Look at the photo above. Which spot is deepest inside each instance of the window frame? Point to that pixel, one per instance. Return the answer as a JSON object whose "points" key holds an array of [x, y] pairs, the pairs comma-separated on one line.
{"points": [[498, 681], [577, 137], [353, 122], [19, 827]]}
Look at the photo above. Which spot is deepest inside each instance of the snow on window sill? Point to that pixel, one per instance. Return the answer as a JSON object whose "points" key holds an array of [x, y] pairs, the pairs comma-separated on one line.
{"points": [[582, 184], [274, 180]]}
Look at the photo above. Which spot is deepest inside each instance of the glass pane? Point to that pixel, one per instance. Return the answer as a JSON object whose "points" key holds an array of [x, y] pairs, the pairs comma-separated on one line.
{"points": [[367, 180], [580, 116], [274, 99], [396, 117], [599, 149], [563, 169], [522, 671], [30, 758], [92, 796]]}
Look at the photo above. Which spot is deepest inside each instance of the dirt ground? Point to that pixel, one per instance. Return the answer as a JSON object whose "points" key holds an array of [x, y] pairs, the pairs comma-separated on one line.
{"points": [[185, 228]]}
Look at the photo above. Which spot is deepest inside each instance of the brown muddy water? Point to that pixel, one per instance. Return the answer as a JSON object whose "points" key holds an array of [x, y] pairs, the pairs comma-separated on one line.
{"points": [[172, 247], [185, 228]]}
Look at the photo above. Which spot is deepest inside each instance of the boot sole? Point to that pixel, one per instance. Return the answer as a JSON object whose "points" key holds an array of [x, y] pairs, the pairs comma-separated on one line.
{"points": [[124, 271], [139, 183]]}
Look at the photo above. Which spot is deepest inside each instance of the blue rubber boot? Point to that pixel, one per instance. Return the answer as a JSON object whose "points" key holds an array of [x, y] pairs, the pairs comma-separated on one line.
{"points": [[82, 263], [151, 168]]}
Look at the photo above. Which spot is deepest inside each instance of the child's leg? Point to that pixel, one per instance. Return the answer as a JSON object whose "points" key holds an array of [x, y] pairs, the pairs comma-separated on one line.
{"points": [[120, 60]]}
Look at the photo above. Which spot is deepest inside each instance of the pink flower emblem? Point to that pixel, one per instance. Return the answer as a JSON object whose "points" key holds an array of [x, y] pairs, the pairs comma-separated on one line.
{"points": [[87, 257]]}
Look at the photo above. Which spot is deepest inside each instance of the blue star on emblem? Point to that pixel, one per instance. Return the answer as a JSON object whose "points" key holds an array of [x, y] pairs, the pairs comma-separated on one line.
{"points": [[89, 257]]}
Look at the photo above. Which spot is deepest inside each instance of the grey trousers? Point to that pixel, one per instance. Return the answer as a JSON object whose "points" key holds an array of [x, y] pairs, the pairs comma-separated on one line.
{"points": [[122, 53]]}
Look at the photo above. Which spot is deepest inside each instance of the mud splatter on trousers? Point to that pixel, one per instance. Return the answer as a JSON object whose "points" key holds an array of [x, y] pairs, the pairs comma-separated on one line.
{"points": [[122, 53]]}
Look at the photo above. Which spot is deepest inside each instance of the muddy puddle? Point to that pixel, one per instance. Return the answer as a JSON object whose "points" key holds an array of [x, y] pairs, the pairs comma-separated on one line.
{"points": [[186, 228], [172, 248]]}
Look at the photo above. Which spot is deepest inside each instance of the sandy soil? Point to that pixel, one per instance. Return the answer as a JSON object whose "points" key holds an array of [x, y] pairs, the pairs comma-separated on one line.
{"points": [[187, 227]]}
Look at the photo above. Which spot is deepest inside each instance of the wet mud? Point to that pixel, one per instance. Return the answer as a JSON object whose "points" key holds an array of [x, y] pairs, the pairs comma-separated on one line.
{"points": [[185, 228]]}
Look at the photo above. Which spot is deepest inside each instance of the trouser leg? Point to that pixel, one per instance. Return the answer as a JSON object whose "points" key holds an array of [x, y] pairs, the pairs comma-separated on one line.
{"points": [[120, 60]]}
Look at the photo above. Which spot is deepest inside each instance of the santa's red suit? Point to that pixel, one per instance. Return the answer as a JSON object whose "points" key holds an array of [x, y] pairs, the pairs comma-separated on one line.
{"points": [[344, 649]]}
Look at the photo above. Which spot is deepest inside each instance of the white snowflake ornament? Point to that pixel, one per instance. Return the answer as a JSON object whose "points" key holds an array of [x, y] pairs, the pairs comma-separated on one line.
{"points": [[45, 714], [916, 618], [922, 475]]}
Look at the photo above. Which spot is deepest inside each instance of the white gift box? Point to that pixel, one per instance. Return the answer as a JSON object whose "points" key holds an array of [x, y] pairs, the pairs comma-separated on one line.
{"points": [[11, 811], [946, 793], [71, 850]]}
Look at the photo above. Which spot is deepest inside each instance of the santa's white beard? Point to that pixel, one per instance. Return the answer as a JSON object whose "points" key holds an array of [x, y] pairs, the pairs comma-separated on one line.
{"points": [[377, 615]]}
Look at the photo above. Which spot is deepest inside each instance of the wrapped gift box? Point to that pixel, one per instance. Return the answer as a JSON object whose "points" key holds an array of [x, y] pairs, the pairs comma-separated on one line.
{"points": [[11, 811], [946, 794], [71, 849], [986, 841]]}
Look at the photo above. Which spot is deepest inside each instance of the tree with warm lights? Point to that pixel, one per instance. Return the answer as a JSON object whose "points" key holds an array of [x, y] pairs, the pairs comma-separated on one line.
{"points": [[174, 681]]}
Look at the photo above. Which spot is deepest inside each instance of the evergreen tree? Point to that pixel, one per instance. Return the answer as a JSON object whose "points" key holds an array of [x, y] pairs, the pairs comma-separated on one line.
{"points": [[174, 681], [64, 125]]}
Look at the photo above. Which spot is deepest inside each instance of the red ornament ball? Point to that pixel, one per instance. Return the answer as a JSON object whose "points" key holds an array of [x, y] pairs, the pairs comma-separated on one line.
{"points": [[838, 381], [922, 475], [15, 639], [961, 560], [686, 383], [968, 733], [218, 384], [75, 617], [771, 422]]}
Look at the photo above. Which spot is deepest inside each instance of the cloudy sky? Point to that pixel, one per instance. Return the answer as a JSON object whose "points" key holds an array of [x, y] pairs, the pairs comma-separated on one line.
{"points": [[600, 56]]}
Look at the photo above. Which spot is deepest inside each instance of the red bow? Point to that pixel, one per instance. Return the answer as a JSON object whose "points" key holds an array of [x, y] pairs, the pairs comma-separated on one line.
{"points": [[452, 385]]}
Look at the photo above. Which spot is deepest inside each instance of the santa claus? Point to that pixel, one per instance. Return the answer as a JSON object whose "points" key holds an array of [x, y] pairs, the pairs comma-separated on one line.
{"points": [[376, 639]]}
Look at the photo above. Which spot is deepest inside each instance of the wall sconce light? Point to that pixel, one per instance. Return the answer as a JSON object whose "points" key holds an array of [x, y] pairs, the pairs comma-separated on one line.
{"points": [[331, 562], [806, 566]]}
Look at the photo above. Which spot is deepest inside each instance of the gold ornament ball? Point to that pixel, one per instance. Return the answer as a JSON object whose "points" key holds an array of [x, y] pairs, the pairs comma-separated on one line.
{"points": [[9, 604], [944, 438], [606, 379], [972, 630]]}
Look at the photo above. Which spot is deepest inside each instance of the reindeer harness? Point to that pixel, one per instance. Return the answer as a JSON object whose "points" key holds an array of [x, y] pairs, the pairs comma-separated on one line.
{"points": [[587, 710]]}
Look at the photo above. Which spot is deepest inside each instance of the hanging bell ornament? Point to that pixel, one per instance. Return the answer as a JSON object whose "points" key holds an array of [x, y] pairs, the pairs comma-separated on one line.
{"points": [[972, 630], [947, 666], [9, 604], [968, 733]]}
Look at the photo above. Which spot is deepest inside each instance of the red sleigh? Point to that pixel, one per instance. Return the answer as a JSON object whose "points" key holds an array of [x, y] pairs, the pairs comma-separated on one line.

** Exercise aim **
Repeat exactly the lines from the line containing "of the cloudy" through the last line of the records above, including both, and nothing else.

** Written response **
Look at the photo above. Which spot is deepest inside each instance of the cloudy sky? Point to that pixel, one per instance. Return the answer as a JSON object whose "points" key holds an array of [x, y] pairs, the pairs comma-separated on one line.
{"points": [[600, 56]]}
Look at the photo above. Which spot is deepest inside each instance of the red bow? Point to that pixel, one per instance. Return the answer as a JSON object whose "points" key holds an array of [x, y] pairs, the pairs comma-separated on one line.
{"points": [[452, 385]]}
Look at the photo above. Which spot is deepest inside each instance of the santa claus? Point to that pixel, one per instance. Return the answer as a JSON object whose "points" key holds an array of [x, y] pairs, the pairs comma-separated on one line.
{"points": [[376, 639]]}
Look at the photo above. Which spot is deepest inside each instance of the wall sconce light? Point to that pixel, one per instance. Return the answer as a JSON object whose "points" key holds an array of [x, y] pairs, the pairs comma-separated on one line.
{"points": [[331, 562], [806, 566]]}
Look at the photo above. Which spot is deepest inside each instance of the gold ornament ball? Point to that pixel, one per instance. Return the answer as a JSON object whose "points" key holds an array of [x, y] pairs, the pairs comma-separated on one line.
{"points": [[9, 604], [944, 438], [606, 379], [972, 630]]}
Look at the photo above. Which spot is deepest inside each instance of the reindeer harness? Point to that pixel, one per instance. Return the answer as a JSON object whose "points" key holds an array of [x, y] pairs, the pairs comma-separated on one line.
{"points": [[587, 710]]}
Look at the photo above. Which spot is deepest inside each instance of the hanging bell ornament? Point to that pixel, one per instance. Return the answer as a JSON object whose "points" key holds an array of [x, y] pairs, the pairs comma-separated on one line.
{"points": [[972, 630], [947, 666], [9, 604], [968, 733]]}
Look at the photo above. Which spot is deepest inside each instance of the red sleigh? Point to that pixel, one per instance. Return the answer as a JSON object whose "points" key holds an array of [x, y] pairs, the pairs comma-separated on one line.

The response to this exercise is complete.